§ **Exercise requirements**:
Could you repeat the whole listing below exactly as it stands?

....

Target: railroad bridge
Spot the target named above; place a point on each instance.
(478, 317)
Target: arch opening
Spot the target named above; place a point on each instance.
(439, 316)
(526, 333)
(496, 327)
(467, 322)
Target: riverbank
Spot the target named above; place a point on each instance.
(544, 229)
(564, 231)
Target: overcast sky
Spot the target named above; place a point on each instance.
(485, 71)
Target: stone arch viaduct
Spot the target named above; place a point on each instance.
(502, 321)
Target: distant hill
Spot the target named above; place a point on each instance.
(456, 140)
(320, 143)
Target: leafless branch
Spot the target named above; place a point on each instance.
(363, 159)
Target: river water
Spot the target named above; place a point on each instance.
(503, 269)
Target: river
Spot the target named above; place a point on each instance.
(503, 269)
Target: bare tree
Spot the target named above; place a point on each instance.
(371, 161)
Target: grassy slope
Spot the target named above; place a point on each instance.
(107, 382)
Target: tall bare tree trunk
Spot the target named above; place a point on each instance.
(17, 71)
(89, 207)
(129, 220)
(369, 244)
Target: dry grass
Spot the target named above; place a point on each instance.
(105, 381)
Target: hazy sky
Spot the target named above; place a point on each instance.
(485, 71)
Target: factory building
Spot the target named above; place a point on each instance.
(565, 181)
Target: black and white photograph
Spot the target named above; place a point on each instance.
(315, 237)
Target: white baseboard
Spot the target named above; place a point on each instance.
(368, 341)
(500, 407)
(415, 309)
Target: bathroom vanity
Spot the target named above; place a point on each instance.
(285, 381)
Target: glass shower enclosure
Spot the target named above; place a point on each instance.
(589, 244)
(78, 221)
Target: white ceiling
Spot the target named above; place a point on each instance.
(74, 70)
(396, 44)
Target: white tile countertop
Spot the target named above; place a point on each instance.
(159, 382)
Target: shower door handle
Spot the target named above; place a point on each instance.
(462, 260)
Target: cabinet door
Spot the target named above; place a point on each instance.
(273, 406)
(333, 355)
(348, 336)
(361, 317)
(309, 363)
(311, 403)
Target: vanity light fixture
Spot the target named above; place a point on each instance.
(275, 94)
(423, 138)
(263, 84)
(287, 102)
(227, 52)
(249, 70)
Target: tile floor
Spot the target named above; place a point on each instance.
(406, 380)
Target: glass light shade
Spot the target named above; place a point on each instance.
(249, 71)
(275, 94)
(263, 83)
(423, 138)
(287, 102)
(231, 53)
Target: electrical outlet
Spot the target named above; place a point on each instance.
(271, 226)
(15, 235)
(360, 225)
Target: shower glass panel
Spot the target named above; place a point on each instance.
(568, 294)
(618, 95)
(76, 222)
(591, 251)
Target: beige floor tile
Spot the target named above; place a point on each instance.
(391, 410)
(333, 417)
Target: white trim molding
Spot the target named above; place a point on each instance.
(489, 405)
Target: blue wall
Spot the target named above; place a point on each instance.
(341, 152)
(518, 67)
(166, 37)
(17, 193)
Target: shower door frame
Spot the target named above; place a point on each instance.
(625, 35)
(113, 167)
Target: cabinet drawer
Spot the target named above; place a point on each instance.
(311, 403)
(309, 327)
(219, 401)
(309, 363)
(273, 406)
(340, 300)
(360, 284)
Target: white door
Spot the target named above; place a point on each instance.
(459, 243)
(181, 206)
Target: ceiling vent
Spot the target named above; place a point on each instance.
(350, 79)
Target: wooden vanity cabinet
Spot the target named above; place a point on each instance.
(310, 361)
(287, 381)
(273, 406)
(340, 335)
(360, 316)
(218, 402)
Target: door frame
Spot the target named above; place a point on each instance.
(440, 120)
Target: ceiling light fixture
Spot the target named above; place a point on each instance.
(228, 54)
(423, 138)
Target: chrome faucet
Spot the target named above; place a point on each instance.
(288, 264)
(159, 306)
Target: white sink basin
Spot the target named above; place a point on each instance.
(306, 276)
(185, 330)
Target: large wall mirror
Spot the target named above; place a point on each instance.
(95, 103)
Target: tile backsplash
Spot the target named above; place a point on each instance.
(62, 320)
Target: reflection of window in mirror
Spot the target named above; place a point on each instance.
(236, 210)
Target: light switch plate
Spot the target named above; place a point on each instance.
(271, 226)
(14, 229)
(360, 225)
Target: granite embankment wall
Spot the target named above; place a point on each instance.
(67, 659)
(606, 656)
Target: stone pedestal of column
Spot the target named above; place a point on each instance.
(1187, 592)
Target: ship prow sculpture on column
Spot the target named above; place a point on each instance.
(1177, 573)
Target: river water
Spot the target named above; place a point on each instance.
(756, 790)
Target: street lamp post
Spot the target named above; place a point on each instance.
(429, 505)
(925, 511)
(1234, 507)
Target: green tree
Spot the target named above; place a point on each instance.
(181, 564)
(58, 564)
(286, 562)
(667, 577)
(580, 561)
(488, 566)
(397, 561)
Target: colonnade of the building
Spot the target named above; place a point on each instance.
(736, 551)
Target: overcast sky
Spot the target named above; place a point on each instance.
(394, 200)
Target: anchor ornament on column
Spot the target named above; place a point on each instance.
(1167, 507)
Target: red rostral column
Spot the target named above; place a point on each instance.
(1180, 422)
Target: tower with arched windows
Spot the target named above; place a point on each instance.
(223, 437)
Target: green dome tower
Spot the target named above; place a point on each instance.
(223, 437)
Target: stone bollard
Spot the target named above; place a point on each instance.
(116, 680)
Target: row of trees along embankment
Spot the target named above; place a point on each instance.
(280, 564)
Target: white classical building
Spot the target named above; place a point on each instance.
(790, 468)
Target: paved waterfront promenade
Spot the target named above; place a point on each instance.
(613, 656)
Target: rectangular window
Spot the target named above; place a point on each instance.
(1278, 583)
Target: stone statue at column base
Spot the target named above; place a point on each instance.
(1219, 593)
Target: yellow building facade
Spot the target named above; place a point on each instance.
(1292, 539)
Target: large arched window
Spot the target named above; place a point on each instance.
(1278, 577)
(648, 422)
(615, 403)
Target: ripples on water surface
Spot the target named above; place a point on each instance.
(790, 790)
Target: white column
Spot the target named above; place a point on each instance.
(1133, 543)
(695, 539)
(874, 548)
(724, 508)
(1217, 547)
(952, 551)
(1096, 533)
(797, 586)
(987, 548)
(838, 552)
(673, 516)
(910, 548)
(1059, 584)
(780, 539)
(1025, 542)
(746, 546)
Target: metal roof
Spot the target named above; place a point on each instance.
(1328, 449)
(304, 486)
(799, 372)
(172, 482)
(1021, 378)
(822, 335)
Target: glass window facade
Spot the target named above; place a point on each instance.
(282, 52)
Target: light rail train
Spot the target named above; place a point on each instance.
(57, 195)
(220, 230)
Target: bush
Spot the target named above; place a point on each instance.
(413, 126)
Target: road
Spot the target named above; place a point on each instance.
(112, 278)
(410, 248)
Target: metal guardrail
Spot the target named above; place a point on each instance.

....

§ **Task response**:
Target: railroad bridge
Spot the target named above; place a point on each instance.
(478, 317)
Target: arch opening
Spot the target named above; place a point on each instance.
(439, 316)
(526, 333)
(496, 327)
(467, 322)
Target: riverbank
Spot the target named above; place a point on each instance.
(544, 229)
(564, 231)
Target: overcast sky
Spot the target named above; place a point on each instance.
(485, 71)
Target: stone arch viaduct
Spot the target named above; place a point on each instance.
(502, 321)
Target: distant hill
Spot the target named above; place a point on each instance.
(456, 140)
(320, 143)
Target: leafless branch
Spot the target named above; place a point on each instance.
(363, 159)
Target: river water
Spot the target named above; place a point on each instance.
(503, 269)
Target: river
Spot the target named above; place a point on each instance.
(503, 269)
Target: bare tree
Spot the target named above; place a point on each instance.
(371, 161)
Target: grassy slope
Spot the target named above; place a point on each instance.
(107, 382)
Target: tall bare tree trunk
Spot the target named above; place a point on each instance.
(17, 71)
(89, 207)
(129, 220)
(369, 244)
Target: dry grass
Spot the target named above; place a point on each instance.
(105, 381)
Target: hazy sky
Spot the target named above; place a point on each instance.
(485, 71)
Target: factory building
Spot the target named above; place a point on each instance.
(565, 181)
Target: black and white photograph
Spot the target named above; place a point on each instance.
(315, 237)
Target: white baseboard
Spot the target named above; place a point on each instance.
(368, 341)
(500, 407)
(415, 309)
Target: bathroom vanity
Spot the target named above; place a point on each instance.
(285, 381)
Target: glass shower enclosure
Spot the target named above; place a point on each instance.
(589, 244)
(78, 221)
Target: white ceiling
Spot the target named above; place a point on each instance.
(74, 70)
(396, 44)
Target: white tile countertop
Spot the target named above; place a point on each instance.
(159, 382)
Target: shower door handle
Spot the target named above; place a point on each instance.
(462, 260)
Target: cabinet door
Spot the target named above; place a point on each instance.
(273, 406)
(333, 355)
(348, 336)
(361, 317)
(309, 363)
(311, 403)
Target: vanity light fixture
Spot the target named above; place a point on each instance.
(275, 94)
(423, 138)
(263, 84)
(287, 102)
(227, 52)
(249, 70)
Target: tile floor
Spot the target named above; place a point on each instance.
(406, 380)
Target: glass light shade
Spot the target named above; place a point on each instance.
(249, 71)
(275, 94)
(263, 83)
(423, 138)
(287, 102)
(231, 53)
Target: electrical outlet
Spot the target named above; place a point on each instance.
(271, 226)
(15, 235)
(360, 225)
Target: shower glass panel
Spot the target named above; place a point on each instance.
(568, 294)
(618, 95)
(76, 222)
(591, 251)
Target: beige floor tile
Spot the target named above; place a point on each instance.
(391, 410)
(333, 417)
Target: white trim molding
Spot the target named above; place a point on each instance.
(489, 405)
Target: blue wall
Spot the target named above; place a point on each instance.
(341, 152)
(518, 67)
(166, 37)
(17, 193)
Target: shower door frame
Spot the target named above; place a point on each instance.
(625, 35)
(113, 167)
Target: cabinet drawer
Spot the target named above; place a point on each instance.
(311, 403)
(309, 327)
(219, 401)
(309, 363)
(273, 406)
(340, 300)
(360, 284)
Target: white door
Spot the target named above; place a point on each instance.
(459, 243)
(181, 206)
Target: ceiling vent
Spot the target named above; place a point on each instance.
(350, 79)
Target: wooden vanity cabinet
Spot the target named above; place a point on each instance.
(310, 361)
(287, 381)
(273, 406)
(340, 335)
(360, 316)
(218, 402)
Target: door frame
Spot the target named above; place a point on each instance.
(440, 120)
Target: ceiling light fixture
Spot the target named above; place a point on each instance.
(228, 54)
(423, 138)
Target: chrome faucet
Spot the target named above; place a point on each instance.
(288, 264)
(159, 306)
Target: white sink basin
Spot the target named above; place a point on each instance.
(306, 276)
(185, 330)
Target: large wall mirror
Spot the target named above; place a point on each instance.
(95, 103)
Target: tile backsplash
Spot the target named above; place a point on each instance.
(62, 320)
Target: reflection of window in mirror
Spot the target named above; place a point on each instance.
(236, 210)
Target: light switch plate
Spot the target named above; place a point on each instance.
(271, 226)
(14, 229)
(360, 225)
Target: granite embankment wall
Spot the target named above; place a point on each instance.
(67, 659)
(606, 656)
Target: stone pedestal of column
Spot the target named above; place a point on each instance.
(1187, 592)
Target: ship prow sculpture on column
Spot the target named above; place a point on each instance.
(1177, 573)
Target: river water
Spot the target named above; place a point on each instance.
(756, 790)
Target: street lamp post
Spot the target named above; place a point on each instance.
(429, 505)
(925, 511)
(1234, 507)
Target: green tree
Spot the target named above; place a point on each instance.
(181, 564)
(58, 564)
(286, 562)
(667, 577)
(580, 561)
(488, 566)
(397, 561)
Target: colonnade of the building
Spot the target named above; place a point on each instance.
(736, 551)
Target: overcast sky
Spot the target named above; place a point on each instance.
(394, 200)
Target: anchor ornament on column
Spot the target named above; place a point on each instance.
(1167, 507)
Target: red rostral column
Spot the target named above; place a point on each instance.
(1180, 422)
Target: tower with arched windows
Spot the target named above; place a point on each instance.
(223, 437)
Target: green dome tower
Spot the target named above; place a point on each instance.
(223, 437)
Target: stone bollard
Spot the target named above; place a point on each instance.
(116, 680)
Target: row of trees along embankment
Spot the target named above; place a point on each instance.
(280, 564)
Target: white classical building
Spot the target named above; place a point on each instance.
(790, 468)
Target: paved waterfront promenade
Spot the target named above; place a point on each instance.
(613, 656)
Target: rectangular window
Spot the target named above; place a point on each instance.
(1278, 583)
Target: stone statue at column base
Spot the target named above; place a point on each instance.
(1219, 593)
Target: yellow building facade
Spot the target named above; place a point on each instance.
(1292, 539)
Target: large arched window
Spot the target named above; place a point on each instance.
(1278, 577)
(648, 422)
(615, 403)
Target: ripples on water surface
Spot the target named above; place a point on each instance.
(790, 790)
Target: white column
Spot the target named above; place a point on each instance.
(1133, 543)
(695, 539)
(874, 548)
(724, 508)
(1217, 547)
(952, 551)
(1096, 533)
(797, 586)
(987, 548)
(838, 552)
(673, 516)
(910, 548)
(1059, 584)
(780, 539)
(1025, 542)
(746, 546)
Target: metal roof
Spot the target named above; place a point on each instance.
(1328, 449)
(304, 486)
(799, 372)
(172, 482)
(1021, 378)
(822, 335)
Target: glass window facade
Spot the target named above; place a point on each instance.
(282, 52)
Target: light rail train
Spot the target named above; place a point on each instance.
(57, 195)
(220, 230)
Target: bush
Spot the target named above; place a point on each instance.
(413, 126)
Target: road
Spot the target named above; place a point on each instance.
(112, 278)
(410, 248)
Target: metal guardrail
Spot the target named above; place a point on each instance.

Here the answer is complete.